— YOUR GOAL —
Reproduce every line of the entries below word for word, keeping each line in its original order.

* * * *

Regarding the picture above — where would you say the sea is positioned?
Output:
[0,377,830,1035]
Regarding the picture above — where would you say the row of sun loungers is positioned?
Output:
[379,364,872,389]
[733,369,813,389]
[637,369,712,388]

* * * *

— RESPONSE FOR THIS EXERCISE —
Regarding the picture above — where would you say the sea is positioned?
Output:
[0,377,830,1035]
Regarding the picture above — where would you say the row of sun loungers is positioned?
Output:
[379,364,872,389]
[733,369,813,389]
[637,369,712,388]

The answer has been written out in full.